- _AUSGANGSTEXT_
>>>
RotFuchs 217 – Februar 2016

Der syrische Leidensweg

Jobst-Heinrich Müller

Jetzt ist der seit 2011 angestrebte „Regime Change“ – wie dessen Regisseure die systematische Demontage der Syrischen Arabischen Republik mit ihren ursprünglich 22,5 Millionen Bürgern bezeichnen – bereits im fünften Jahr.

Seit 2011 haben die ununterbrochenen Kampfhandlungen und der Terror etwa elf Millionen Landesbürger ihrer Heimstatt beraubt. Vier Millionen Syrer sind ins Ausland geflohen. Die völkerrechtlich fixierten Grenzen von 1946 werden von den Aggressoren und deren Hintermännern seit Jahr und Tag nicht mehr respektiert.

Mit den vor allem in der BRD ankommenden Refugees – den Flüchtlingsströmen – fällt etwas von der Verantwortung für das Geschehen auf jene zurück, die zu den eigentlichen Schuldigen oder zumindest aktiv Beteiligten am Leidensweg des syrischen Volkes gehören.
<<<
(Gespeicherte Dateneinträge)
>>>
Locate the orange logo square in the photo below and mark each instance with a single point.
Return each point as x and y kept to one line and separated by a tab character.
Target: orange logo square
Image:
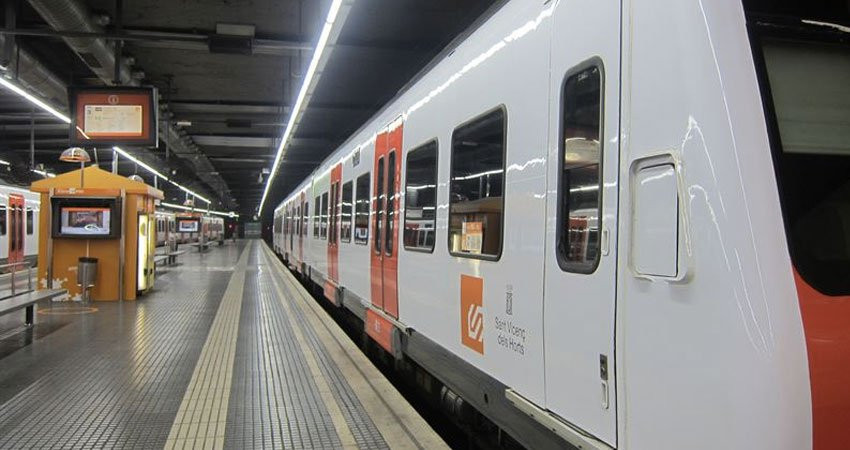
472	312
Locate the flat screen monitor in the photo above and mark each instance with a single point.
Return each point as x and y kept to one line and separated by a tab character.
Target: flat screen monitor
85	221
86	217
187	225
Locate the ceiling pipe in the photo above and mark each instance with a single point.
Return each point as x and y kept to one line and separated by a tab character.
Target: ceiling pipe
99	56
34	76
95	52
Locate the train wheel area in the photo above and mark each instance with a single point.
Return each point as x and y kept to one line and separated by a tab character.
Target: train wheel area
227	351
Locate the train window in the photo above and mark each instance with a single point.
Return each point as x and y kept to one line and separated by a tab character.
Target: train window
379	208
420	198
477	187
580	193
332	214
391	196
316	218
361	210
804	66
305	218
30	221
324	213
345	216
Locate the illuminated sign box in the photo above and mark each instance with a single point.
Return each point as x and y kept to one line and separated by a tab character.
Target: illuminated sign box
106	116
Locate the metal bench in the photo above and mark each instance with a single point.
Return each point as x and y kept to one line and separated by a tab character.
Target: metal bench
27	300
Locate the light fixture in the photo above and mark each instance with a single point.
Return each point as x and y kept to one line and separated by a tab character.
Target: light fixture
150	169
75	154
132	158
300	102
23	93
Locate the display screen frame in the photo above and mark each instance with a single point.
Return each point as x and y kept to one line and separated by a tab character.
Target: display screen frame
110	97
62	207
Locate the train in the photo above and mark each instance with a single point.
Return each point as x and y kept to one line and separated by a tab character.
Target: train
608	224
18	226
188	227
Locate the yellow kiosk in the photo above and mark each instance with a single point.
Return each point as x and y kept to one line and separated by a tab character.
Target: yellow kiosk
93	215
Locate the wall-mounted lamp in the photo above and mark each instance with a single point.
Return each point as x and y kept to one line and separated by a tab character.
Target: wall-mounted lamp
76	154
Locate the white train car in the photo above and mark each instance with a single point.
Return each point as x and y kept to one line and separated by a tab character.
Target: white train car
166	228
19	209
619	224
215	229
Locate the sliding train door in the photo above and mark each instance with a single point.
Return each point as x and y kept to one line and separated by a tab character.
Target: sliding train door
385	203
16	228
333	229
581	253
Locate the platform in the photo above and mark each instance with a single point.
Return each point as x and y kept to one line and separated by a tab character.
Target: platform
229	351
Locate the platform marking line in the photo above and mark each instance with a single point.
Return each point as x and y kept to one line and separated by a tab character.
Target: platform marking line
342	430
202	417
399	424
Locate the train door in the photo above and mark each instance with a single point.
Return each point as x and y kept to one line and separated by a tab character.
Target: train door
333	229
302	229
145	253
16	228
581	250
384	263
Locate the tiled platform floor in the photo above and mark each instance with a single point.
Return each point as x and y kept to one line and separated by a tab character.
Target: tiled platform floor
228	351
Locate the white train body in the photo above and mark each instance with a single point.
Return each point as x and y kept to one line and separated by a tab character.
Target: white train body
681	322
18	225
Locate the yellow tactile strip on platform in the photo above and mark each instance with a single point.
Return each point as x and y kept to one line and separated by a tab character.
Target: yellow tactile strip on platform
201	419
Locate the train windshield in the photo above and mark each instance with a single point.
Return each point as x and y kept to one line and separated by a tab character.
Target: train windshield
805	75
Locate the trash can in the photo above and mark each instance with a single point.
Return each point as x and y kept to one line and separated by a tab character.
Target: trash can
86	274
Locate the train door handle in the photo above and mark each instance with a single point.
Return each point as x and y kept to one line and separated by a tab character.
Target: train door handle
605	238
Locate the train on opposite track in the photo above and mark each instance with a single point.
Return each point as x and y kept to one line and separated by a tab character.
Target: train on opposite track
18	226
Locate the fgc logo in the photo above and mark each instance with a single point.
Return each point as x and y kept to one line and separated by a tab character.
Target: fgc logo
472	312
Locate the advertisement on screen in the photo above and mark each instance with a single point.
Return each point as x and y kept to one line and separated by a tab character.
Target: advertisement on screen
85	221
187	225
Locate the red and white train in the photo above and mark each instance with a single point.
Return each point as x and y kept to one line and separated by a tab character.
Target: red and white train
616	224
18	226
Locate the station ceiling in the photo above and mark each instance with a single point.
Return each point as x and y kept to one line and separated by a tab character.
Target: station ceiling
226	105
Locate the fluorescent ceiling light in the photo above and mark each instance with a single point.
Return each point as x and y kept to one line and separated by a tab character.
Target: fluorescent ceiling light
135	160
156	173
186	208
300	103
23	93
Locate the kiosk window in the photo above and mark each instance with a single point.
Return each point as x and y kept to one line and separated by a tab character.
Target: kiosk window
580	196
420	198
361	210
477	187
345	216
316	217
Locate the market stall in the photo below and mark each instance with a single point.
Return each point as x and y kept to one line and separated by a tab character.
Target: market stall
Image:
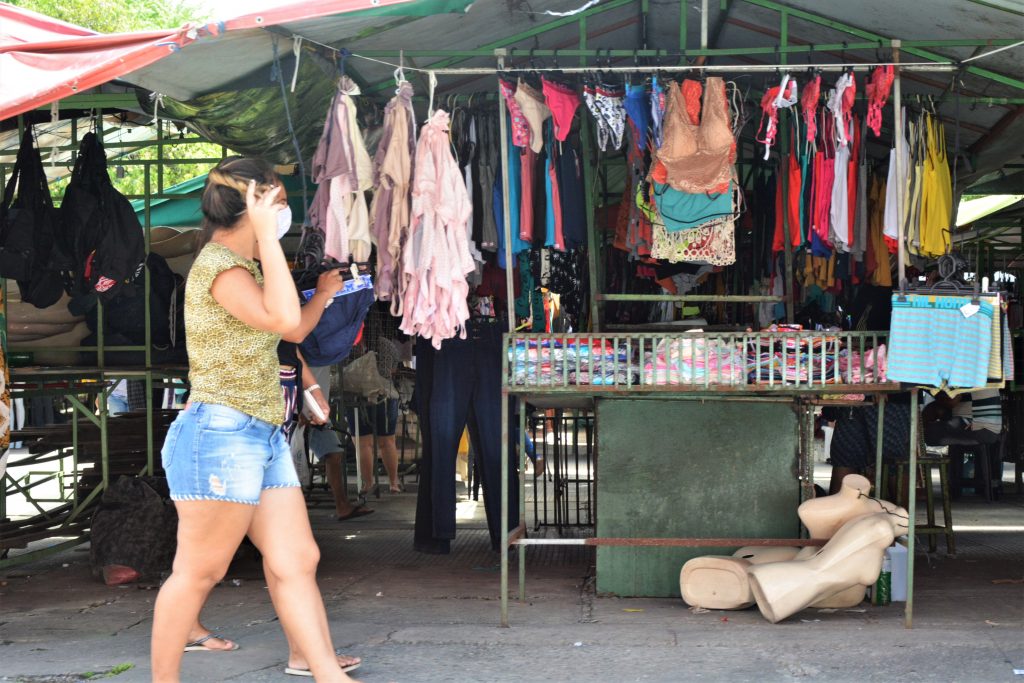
719	188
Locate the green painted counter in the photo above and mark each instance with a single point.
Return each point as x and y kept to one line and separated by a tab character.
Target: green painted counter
684	468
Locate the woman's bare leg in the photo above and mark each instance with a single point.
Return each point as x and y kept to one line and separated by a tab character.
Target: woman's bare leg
209	532
281	530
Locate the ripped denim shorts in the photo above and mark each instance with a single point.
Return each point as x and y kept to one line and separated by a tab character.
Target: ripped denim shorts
215	453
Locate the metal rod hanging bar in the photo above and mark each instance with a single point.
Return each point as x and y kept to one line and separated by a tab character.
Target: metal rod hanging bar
734	69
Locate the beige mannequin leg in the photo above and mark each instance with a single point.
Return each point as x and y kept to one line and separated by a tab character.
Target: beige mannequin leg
765	554
823	516
717	582
852	557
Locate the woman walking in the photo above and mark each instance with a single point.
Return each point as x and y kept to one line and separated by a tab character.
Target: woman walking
226	460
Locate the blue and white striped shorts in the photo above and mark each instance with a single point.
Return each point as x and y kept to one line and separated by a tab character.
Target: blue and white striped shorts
933	343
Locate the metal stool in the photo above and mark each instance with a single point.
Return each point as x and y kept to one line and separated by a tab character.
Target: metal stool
928	458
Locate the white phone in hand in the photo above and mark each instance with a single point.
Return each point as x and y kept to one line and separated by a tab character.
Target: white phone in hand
314	408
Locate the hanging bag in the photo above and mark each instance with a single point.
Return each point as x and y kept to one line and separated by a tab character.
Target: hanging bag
29	229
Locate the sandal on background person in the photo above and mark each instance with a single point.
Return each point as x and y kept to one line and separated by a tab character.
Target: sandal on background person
346	663
200	644
357	511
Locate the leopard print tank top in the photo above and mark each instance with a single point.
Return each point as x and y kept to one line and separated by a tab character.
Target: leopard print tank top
229	363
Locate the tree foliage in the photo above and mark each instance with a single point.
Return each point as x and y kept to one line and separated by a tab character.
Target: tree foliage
117	15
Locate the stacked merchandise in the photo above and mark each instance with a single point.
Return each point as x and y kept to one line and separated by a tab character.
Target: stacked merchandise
772	358
571	361
950	341
794	360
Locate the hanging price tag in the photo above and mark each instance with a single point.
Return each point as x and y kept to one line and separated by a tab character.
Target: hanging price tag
970	309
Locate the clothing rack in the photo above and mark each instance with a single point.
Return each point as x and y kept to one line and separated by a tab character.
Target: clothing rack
803	397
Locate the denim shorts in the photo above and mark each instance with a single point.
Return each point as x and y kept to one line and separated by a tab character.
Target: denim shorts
215	453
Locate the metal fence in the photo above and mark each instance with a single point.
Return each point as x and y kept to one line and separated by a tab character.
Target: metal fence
563	469
749	360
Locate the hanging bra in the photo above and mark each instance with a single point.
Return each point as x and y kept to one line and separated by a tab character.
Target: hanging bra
<<<
- _ZU ERLEDIGEN_
1: Übertrage aus den Datenzeilen einen Abschnitt in eine nummerierte Liste ohne Leerzeilen. Er beginnt bei der Zeile, die „Locate the denim“ enthält, und reicht bis zum Ende der Datenzeilen.
2: Schreib den Text über den syrischen Leidensweg weiter, anschließend an seinen letzten Satz.

- _LÖSUNGEN IM ÜBERBLICK_
1:
1. Locate the denim shorts in the photo above and mark each instance with a single point.
2. Return each point as x and y kept to one line and separated by a tab character.
3. Target: denim shorts
4. 215	453
5. Locate the metal fence in the photo above and mark each instance with a single point.
6. Return each point as x and y kept to one line and separated by a tab character.
7. Target: metal fence
8. 563	469
9. 749	360
10. Locate the hanging bra in the photo above and mark each instance with a single point.
11. Return each point as x and y kept to one line and separated by a tab character.
12. Target: hanging bra

2:
Collage: Heinrich Ruynat

Die staatliche Formierung Syriens erfolgte unter extremen Qualen. Es handelte sich um eine äußerst schwierige Geburt. Das von 1516 bis 1918 zum Osmanischen Reich zählende Territorium wurde mit dem imperialistischen „Sykes-Picot-Abkommen“ in französische und britische Interessenzonen zerteilt. Bevor Syrien als unabhängiger Reststaat aus der französischen Besatzung entlassen wurde, spalteten die Kolonialherren noch den Libanon ab und gliederten das Gebiet um Iskendurun sowie einen kurdischen Streifen der Türkei an. Aus diesem flohen bis 1960 etwa 200 000 Kurden nach Syrien. Dort entstand ein Staat aus unterschiedlichen Volksgruppen und Religionsgemeinschaften: 74 % sind Sunniten, 10 % Christen, 10 % libertäre Aleviten und etwa 3 % Drusen. Unter den Sunniten taten sich die „Moslembrüder“ als fundamentalistische Interessengruppe besonders hervor. 1980 und 1982 unternahmen sie bewaffnete Umsturzversuche. Als Handlanger der Imperialisten stritten sich derweil willige Interessenvertreter der Kompradoren-Bourgeoisie, der Großgrundbesitzer und Unternehmer sowie Stammes-Lobbyisten um Vorrangpositionen. Allein von 1946 bis 1949 fanden in Syrien drei Militärputsche statt.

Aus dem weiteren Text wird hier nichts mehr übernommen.